**EXTRACT TO READ**
• • •

Abbreviations: MAT modified agglutination test, na not amplified

aLocation number followed by chicken number

b T. gondii MAT titre for chicken sera (1:6 or above was considered positive)

cDNA extracted from mouse brains or digested chicken tissues

dOut of 3 mice inoculated (number of mice euthanized early due to clinical toxoplasmosis)

Twenty one (21) chickens which tested T. gondii-positive by ITS1 PCR and also by bioassay (i.e. at least one out of three mice were positive for T. gondii) had their tissues tested by qPCR to quantify the amount of T. gondii DNA present. When comparing the percentage mortality of mice in the bioassay to the quantity of T. gondii DNA and the genotype present in the inocula, there was no significant effect of T. gondii DNA quantity (F (3,12) = 1.5, P = 0.265) but there was a significant effect of genotype (F (5,12) = 11.91, P < 0.0001). Post-hoc Fisher pairwise comparisons revealed that mice inoculated with genotypes #141 and #13 had significantly higher levels of mortality (P ≤ 0.05).

Discussion

The results of this study demonstrate a high prevalence of T. gondii in free-roaming chickens in St. Kitts and also reveal a greater genetic diversity of strains circulating on the island, with potentially different degrees of virulence to humans. Genotyping of 21 isolates in the present study revealed a predominance of atypical genotypes, the majority of which have previously been reported in St. Kitts. Genotypes #264 and #265 were only very recently isolated from feral dogs in St. Kitts and were avirulent for mice [22]. Genotypes #141 and #13 were previously isolated from feral cats in St. Kitts (TgCatStK1 and TgCatStK7, respectively) [18] and, therefore, further attests to the widespread environmental contamination with T. gondii oocysts. Genotype #141 has also been isolated from a fox in Pennsylvania, USA, and, notably, has been demonstrated to be acutely virulent to outbred mice even at low infection levels (10 tachyzoites) [27]. Genotype #13 has previously been isolated from chickens [16] and a goat [28] in Brazil, chickens [29] and a dog [30] in Grenada and a howler monkey in Brazil [31]. While these studies report that genotype #13 is avirulent for mice, in the present study 8 out of 9 mice inoculated with genotype #13 had to be euthanized due to clinical signs of toxoplasmosis. This may have been attributable to the quantity of T. gondii DNA present in the inocula rather than a reflection of virulence of the parasite but statistical analyses demonstrated that quantity of T. gondii DNA in the inocula was not a significant factor in mortality whereas genotype was, with significantly more euthanasias being recorded for mice inoculated with genotypes #13 and #141.

• • •

**SUPPLIED MATERIAL**
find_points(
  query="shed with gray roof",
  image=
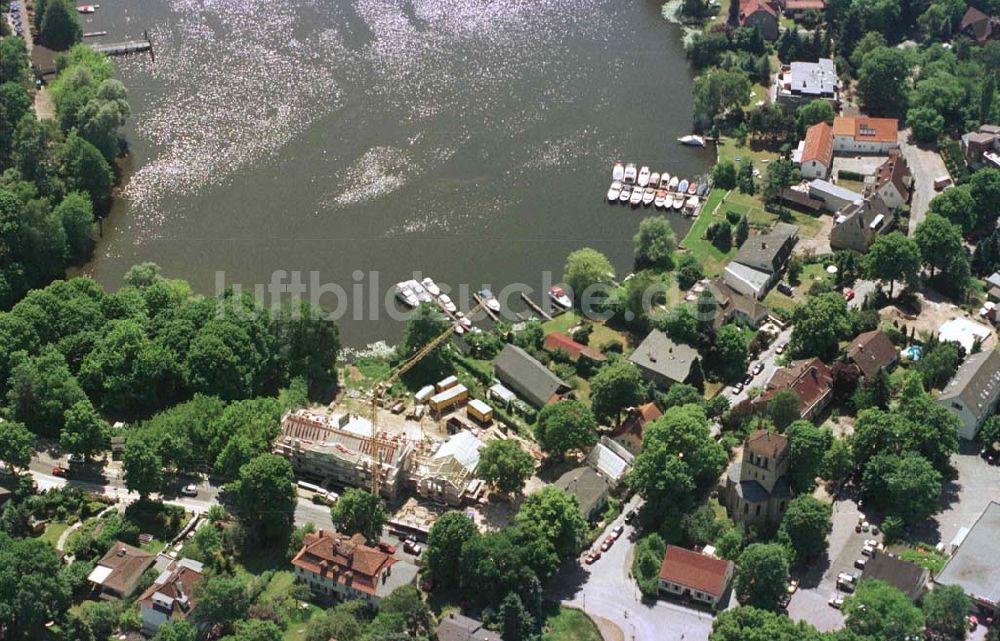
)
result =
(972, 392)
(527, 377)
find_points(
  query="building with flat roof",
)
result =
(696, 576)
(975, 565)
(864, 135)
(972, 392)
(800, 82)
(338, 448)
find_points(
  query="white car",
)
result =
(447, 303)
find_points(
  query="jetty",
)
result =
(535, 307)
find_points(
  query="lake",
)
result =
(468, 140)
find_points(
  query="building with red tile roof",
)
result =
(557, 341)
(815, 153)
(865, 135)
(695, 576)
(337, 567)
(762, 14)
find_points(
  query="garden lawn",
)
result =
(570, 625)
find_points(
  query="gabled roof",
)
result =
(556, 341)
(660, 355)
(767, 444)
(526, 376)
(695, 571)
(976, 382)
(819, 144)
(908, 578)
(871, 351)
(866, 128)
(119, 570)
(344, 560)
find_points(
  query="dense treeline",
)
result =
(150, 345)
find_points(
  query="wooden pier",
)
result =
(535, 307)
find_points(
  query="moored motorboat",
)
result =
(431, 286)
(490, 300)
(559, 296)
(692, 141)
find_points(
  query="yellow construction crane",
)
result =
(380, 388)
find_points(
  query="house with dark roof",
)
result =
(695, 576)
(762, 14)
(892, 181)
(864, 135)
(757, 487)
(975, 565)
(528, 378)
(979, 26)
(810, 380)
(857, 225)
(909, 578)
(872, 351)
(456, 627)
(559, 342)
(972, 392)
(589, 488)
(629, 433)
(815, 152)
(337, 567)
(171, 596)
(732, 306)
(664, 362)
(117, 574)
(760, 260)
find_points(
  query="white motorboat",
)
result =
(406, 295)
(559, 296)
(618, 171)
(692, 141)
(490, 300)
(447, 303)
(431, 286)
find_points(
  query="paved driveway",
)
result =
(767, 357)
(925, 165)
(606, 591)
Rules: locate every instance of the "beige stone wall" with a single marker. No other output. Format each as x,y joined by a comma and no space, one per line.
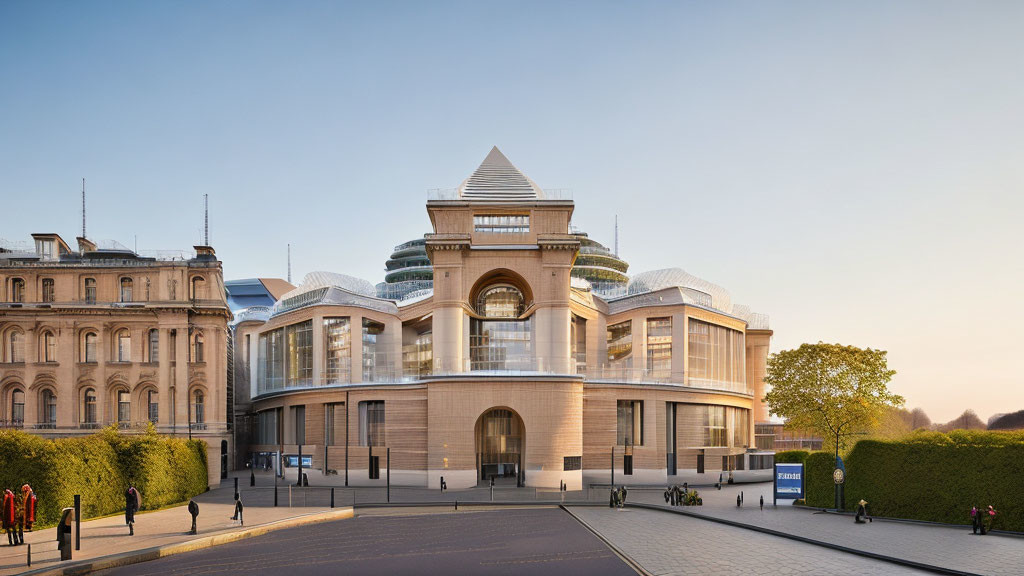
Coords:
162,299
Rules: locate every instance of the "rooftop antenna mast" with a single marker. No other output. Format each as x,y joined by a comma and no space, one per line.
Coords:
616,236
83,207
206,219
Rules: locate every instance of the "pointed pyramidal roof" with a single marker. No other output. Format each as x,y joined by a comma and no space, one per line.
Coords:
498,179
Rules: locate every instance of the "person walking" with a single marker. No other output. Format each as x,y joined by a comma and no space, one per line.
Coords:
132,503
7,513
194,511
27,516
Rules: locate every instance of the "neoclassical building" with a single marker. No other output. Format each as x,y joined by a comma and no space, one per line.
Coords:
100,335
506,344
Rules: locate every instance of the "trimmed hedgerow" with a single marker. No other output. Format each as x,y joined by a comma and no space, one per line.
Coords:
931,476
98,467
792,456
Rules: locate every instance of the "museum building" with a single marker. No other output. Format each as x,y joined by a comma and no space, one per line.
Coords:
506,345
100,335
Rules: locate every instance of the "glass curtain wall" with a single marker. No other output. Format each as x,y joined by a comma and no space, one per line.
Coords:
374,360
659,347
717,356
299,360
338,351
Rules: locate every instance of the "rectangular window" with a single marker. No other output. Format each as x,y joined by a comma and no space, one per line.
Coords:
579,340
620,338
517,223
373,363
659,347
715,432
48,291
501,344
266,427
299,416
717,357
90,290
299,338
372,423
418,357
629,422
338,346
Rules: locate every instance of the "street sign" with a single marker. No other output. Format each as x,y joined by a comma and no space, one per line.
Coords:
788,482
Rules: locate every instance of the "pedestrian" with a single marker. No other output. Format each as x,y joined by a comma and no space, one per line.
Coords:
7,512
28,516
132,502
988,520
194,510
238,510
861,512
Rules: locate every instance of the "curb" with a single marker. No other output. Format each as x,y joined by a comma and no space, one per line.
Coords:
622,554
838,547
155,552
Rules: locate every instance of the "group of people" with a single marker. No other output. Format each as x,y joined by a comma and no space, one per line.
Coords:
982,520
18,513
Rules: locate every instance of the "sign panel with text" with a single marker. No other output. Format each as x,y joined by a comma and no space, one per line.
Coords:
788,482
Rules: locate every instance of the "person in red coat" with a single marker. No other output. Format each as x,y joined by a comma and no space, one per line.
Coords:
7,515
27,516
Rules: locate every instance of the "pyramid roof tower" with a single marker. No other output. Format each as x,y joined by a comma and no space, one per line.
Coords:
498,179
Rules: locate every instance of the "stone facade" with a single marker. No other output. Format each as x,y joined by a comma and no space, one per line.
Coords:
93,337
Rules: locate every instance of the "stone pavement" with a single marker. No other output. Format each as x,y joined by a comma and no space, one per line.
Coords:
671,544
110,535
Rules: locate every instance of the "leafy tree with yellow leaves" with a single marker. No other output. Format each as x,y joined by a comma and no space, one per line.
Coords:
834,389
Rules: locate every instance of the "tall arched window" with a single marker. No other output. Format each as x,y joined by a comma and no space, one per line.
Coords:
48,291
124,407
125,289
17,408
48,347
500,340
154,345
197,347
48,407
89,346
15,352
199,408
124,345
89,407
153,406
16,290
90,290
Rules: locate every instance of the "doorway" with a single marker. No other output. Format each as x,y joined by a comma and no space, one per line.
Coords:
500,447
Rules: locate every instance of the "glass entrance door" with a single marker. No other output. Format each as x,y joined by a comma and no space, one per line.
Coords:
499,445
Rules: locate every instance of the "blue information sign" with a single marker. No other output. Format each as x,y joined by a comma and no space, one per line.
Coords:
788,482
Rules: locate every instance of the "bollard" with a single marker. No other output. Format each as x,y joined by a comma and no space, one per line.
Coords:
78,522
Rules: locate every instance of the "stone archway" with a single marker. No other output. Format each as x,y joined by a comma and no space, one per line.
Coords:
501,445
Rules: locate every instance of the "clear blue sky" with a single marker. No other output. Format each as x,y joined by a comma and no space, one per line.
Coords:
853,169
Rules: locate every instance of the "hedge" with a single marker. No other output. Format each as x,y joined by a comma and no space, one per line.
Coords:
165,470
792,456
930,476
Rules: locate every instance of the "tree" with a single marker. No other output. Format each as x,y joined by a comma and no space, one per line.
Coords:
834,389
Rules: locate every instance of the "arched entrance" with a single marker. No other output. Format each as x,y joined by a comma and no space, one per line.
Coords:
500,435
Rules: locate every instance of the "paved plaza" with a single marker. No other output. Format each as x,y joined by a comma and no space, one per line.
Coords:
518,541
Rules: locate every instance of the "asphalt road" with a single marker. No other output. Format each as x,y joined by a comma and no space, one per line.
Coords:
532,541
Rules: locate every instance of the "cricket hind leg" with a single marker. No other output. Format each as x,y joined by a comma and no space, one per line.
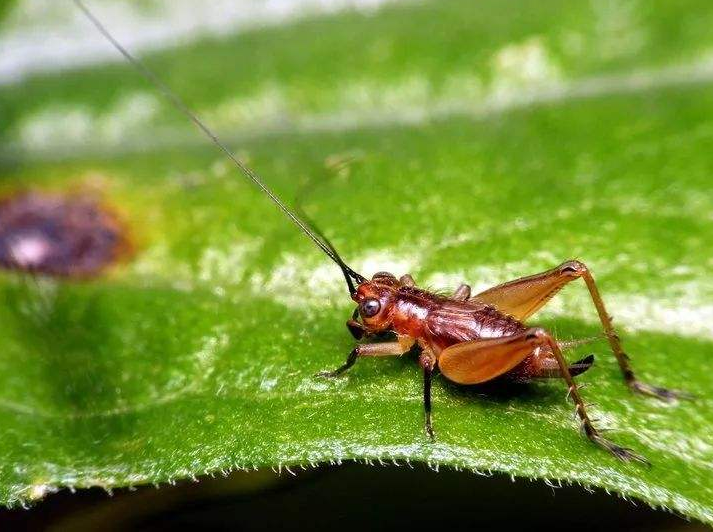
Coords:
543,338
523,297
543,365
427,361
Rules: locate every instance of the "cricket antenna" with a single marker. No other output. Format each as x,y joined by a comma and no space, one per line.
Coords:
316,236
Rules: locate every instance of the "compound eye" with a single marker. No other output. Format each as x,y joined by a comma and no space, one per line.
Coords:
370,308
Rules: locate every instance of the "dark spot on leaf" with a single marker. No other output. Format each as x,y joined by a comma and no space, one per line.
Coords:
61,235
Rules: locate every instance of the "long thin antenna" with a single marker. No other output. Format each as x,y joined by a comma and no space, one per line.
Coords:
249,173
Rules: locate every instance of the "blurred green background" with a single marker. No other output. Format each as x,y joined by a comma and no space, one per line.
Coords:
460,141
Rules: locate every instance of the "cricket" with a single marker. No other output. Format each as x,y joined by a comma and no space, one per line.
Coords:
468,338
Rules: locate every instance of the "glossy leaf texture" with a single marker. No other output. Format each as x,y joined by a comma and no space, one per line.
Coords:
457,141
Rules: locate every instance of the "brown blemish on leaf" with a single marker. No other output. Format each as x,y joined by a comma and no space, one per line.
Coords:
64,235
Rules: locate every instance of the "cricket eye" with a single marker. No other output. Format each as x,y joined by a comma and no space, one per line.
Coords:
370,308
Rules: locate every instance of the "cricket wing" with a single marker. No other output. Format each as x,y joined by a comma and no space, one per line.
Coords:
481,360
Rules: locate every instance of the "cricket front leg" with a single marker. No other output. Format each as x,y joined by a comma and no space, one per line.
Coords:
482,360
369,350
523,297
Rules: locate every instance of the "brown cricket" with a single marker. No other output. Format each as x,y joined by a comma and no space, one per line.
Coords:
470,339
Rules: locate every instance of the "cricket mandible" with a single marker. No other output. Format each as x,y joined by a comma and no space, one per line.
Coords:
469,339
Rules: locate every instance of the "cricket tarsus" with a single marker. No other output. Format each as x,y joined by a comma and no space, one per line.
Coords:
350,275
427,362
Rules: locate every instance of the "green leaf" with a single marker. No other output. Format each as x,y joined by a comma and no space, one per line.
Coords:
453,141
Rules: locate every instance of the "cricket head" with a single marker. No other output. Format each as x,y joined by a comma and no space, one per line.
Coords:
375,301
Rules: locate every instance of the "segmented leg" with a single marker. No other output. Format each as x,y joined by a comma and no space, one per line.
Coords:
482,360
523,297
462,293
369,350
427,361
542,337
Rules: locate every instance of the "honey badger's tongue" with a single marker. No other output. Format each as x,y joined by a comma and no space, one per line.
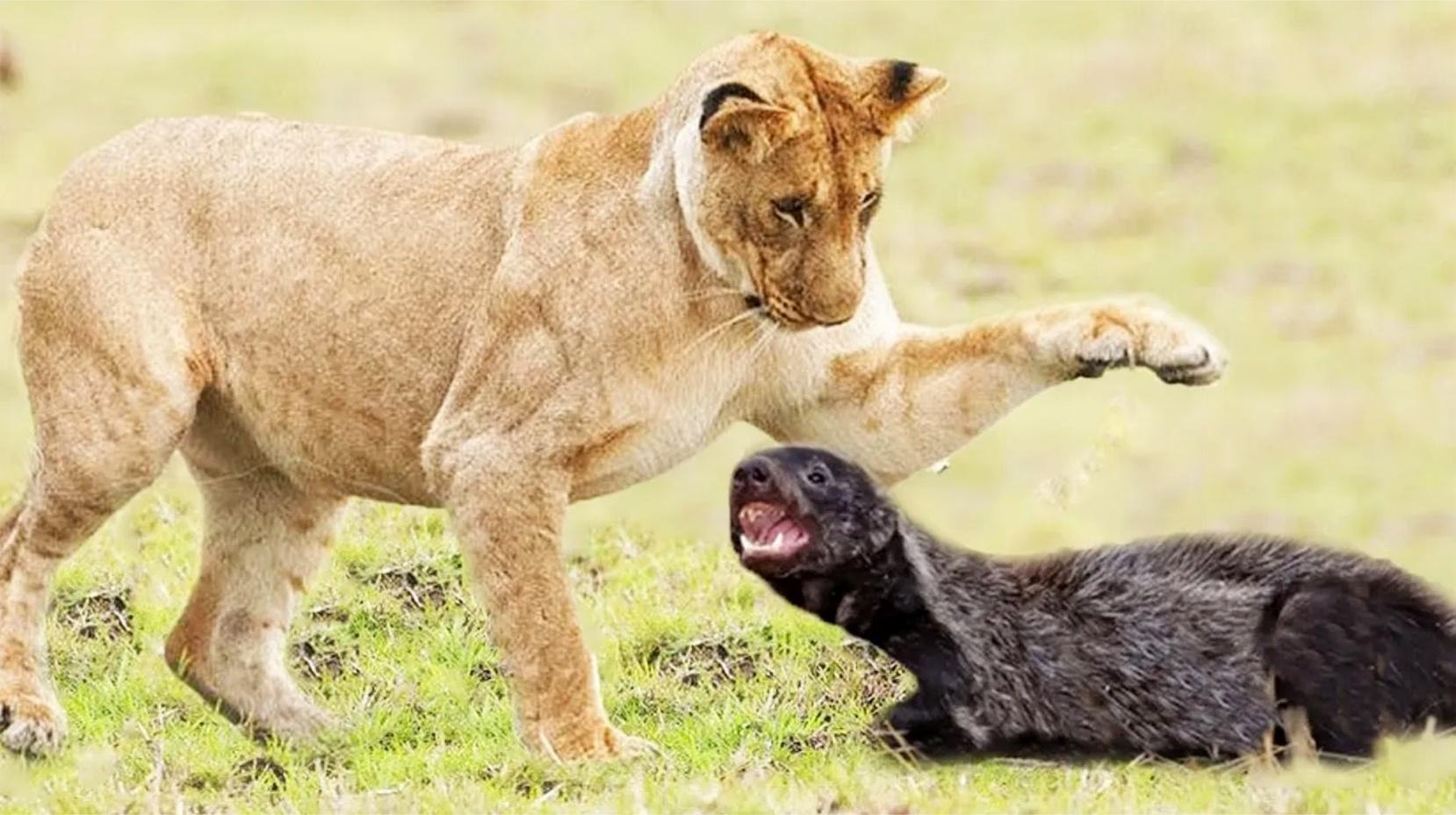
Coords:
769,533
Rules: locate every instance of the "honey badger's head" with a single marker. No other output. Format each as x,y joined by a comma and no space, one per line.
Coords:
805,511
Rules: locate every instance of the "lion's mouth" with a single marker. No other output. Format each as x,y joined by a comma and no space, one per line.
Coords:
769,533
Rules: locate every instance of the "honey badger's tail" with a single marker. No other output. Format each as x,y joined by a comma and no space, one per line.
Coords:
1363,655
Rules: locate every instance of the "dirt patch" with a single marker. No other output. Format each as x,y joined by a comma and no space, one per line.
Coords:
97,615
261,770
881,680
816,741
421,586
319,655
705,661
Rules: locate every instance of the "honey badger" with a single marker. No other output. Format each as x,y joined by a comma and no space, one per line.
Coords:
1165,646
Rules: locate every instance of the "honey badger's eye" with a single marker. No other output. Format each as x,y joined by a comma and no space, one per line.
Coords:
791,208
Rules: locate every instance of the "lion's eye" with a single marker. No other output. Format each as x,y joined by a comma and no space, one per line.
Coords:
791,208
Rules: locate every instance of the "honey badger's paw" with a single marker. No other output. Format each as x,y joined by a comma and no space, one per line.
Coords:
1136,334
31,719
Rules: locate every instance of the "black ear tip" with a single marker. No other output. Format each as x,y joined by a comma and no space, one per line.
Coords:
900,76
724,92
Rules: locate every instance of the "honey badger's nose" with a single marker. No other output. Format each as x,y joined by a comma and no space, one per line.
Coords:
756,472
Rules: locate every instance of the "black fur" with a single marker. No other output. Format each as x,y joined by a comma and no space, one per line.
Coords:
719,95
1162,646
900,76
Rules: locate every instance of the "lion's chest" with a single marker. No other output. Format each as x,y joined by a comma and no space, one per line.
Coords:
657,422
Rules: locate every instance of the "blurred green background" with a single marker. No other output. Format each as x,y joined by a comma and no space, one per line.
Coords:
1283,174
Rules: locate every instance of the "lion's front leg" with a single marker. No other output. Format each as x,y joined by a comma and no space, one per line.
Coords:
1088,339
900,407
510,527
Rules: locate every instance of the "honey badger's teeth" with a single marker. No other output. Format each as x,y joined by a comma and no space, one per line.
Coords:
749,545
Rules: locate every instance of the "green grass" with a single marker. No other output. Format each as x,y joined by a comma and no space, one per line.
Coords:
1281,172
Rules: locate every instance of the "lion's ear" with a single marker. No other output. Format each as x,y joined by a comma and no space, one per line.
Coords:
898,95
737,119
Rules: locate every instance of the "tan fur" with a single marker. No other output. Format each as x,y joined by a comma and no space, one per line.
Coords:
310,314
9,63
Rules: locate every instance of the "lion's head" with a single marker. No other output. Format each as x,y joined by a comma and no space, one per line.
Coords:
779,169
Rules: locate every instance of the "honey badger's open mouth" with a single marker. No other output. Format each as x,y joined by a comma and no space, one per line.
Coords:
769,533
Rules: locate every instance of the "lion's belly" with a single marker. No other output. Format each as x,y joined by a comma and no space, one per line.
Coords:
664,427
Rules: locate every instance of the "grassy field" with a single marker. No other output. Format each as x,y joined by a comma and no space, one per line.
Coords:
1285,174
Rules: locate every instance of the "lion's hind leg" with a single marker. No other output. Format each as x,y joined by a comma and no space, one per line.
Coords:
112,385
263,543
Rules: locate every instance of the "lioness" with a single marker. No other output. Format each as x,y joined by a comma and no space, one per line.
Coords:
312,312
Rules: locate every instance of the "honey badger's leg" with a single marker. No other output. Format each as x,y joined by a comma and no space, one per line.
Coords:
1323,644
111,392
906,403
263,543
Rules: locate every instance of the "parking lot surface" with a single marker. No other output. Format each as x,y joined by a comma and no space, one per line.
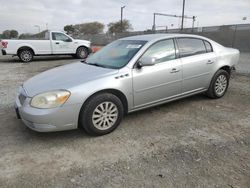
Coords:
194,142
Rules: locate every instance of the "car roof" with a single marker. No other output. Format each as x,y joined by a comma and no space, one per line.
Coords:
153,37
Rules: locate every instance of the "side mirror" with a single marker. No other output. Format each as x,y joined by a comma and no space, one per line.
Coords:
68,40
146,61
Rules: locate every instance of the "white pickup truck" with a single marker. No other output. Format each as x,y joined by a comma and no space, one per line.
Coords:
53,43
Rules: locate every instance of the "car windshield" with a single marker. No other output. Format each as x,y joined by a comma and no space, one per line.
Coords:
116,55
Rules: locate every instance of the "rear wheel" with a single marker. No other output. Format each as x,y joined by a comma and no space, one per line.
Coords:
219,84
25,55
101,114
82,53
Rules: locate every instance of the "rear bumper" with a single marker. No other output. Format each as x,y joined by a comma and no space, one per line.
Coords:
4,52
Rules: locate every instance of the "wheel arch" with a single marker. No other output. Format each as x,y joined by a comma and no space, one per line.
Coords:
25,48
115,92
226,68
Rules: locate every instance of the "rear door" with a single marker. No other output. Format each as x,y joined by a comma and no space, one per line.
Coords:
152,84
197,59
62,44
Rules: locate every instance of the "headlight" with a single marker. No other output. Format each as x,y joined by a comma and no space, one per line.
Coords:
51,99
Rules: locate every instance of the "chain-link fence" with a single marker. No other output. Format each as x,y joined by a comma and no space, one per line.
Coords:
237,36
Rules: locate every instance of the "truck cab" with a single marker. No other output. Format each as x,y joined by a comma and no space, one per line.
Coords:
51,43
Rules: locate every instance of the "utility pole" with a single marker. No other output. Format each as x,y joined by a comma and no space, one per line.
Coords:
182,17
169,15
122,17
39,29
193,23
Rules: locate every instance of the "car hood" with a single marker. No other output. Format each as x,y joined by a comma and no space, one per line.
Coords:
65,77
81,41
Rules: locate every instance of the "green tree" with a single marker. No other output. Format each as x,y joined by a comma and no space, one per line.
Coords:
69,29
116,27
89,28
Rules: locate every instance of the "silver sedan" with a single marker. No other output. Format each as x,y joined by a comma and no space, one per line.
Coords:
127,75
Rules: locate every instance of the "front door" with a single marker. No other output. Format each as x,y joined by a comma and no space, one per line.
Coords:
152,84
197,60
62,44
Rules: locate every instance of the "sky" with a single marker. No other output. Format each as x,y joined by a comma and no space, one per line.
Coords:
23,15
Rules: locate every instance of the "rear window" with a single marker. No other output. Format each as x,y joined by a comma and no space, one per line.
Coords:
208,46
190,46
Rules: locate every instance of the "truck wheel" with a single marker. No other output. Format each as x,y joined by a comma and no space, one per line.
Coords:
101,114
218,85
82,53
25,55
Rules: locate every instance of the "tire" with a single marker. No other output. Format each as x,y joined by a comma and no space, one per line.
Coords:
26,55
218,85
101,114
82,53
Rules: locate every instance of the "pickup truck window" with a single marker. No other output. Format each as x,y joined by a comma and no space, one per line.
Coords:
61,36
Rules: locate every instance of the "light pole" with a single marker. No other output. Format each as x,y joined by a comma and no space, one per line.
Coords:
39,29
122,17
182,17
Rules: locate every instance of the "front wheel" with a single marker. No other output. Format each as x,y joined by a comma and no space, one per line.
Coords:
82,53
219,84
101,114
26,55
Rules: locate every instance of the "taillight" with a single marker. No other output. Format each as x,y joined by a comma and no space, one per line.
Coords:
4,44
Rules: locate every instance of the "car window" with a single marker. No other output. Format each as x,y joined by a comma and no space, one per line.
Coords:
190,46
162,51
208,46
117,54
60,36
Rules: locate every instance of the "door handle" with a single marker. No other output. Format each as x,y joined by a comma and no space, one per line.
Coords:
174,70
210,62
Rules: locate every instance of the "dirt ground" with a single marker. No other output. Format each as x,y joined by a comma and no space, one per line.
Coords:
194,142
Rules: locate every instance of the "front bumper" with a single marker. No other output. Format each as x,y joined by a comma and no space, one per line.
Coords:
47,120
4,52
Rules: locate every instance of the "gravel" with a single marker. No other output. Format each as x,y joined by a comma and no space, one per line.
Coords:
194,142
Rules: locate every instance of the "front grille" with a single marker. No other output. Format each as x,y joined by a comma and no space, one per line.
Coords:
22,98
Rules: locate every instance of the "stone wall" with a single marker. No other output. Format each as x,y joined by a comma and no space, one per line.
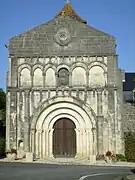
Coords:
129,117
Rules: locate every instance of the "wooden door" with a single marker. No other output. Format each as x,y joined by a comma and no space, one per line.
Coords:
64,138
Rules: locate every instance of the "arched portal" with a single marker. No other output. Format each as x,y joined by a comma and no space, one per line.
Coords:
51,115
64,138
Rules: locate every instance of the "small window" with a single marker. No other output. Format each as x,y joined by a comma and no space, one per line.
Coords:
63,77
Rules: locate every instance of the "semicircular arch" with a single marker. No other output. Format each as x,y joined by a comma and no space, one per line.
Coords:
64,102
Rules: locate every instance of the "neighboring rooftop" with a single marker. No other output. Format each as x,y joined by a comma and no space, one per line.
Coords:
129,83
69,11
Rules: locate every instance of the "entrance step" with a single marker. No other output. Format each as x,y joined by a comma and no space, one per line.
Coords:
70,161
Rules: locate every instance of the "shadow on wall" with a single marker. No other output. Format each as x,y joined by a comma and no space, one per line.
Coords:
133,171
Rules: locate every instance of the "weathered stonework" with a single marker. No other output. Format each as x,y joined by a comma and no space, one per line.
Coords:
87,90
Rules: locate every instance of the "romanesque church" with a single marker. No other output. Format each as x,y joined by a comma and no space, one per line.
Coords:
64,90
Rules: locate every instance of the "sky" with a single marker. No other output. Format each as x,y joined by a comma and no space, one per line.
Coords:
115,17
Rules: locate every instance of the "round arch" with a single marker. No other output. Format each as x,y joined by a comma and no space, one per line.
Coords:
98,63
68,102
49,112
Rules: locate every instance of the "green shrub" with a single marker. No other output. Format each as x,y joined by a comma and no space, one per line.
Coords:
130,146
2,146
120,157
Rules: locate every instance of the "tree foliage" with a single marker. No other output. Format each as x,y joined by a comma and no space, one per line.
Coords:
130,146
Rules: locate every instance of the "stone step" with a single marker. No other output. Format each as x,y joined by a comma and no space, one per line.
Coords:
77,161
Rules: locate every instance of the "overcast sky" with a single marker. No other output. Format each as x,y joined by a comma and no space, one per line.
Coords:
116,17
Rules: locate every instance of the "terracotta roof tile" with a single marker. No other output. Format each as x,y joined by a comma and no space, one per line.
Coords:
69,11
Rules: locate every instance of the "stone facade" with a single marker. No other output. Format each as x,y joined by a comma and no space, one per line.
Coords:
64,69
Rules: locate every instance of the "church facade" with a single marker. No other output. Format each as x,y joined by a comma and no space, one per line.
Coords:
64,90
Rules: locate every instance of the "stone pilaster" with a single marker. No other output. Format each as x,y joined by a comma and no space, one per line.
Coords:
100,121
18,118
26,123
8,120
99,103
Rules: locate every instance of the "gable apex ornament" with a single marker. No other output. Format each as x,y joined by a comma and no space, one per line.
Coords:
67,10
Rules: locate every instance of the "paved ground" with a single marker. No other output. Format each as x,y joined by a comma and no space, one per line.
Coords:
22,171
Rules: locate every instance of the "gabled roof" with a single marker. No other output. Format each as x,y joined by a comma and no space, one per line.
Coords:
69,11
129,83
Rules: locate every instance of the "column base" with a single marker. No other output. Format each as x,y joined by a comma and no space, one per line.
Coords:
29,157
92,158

• • •

**QUESTIONS ON THE MATERIAL**
(a) Answer these questions from the excerpt on Toxoplasma gondii in chickens in St. Kitts, each on its own line:
(i) What MAT titre for chicken sera was considered positive?
(ii) How many chickens had their tissues tested by qPCR?
(iii) How many of the mice inoculated with genotype #13 had to be euthanized due to clinical signs of toxoplasmosis?
(b) Go on with the excerpt on Toxoplasma gondii in chickens in St. Kitts, starting after its final sentence.

**EXERCISE RESULTS**
(a)
(i) A titre of 1:6 or above was considered positive.
(ii) Twenty-one chickens had their tissues tested by qPCR.
(iii) Eight out of 9 mice had to be euthanized.

(b)
Strains which are virulent for mice are not necessarily virulent for humans but previous studies have reported isolating the Caribbean 1 isolate from an AIDS patient from Martinique where toxoplasmic encephalitis was recorded at autopsy [32], an AIDS patient from Guadeloupe who presented with toxoplasmic lymphadenopathy and had a previous history of toxoplasmic encephalitis [32], and a bone marrow transplant patient from Guadeloupe who died from pulmonary toxoplasmosis [32]. The Caribbean 1 isolate has been defined using microsatellite markers [33, 34] but in the case of toxoplasmic lymphadenopathy described above, the isolate has been genotyped using PCR-RFLP and defined as ToxoDB genotype #13 (Chunlei Su, personal communication). It is also possible that the other Caribbean 1 isolates (FDF-2007-HEN and CCH-2005-REN) are genotype #13 (Daniel Ajzenberg, personal communication). Further studies are currently underway in our laboratory to investigate the pathogenicity of the isolates from St. Kitts; however, the presence of potentially virulent strains circulating on the island is a public health issue and officials should take note.

Identifying 7 different genotypes from only 21 isolates would indicate that the overall genetic diversity of T. gondii on St. Kitts is relatively high. It appears that the Caribbean region is more in line with the diversity found in Central and South America than in North America and Europe. A recent study looking at geographical patterns of T. gondii genetic diversity revealed 156 different genotypes from 646 South/Central American isolates (24%) but only 9 genotypes from 64 European isolates (14%), 10 from 102 Asian isolates (10%), 13 from 141 African isolates (9%) and 40 from 501 North American isolates (8%) [35].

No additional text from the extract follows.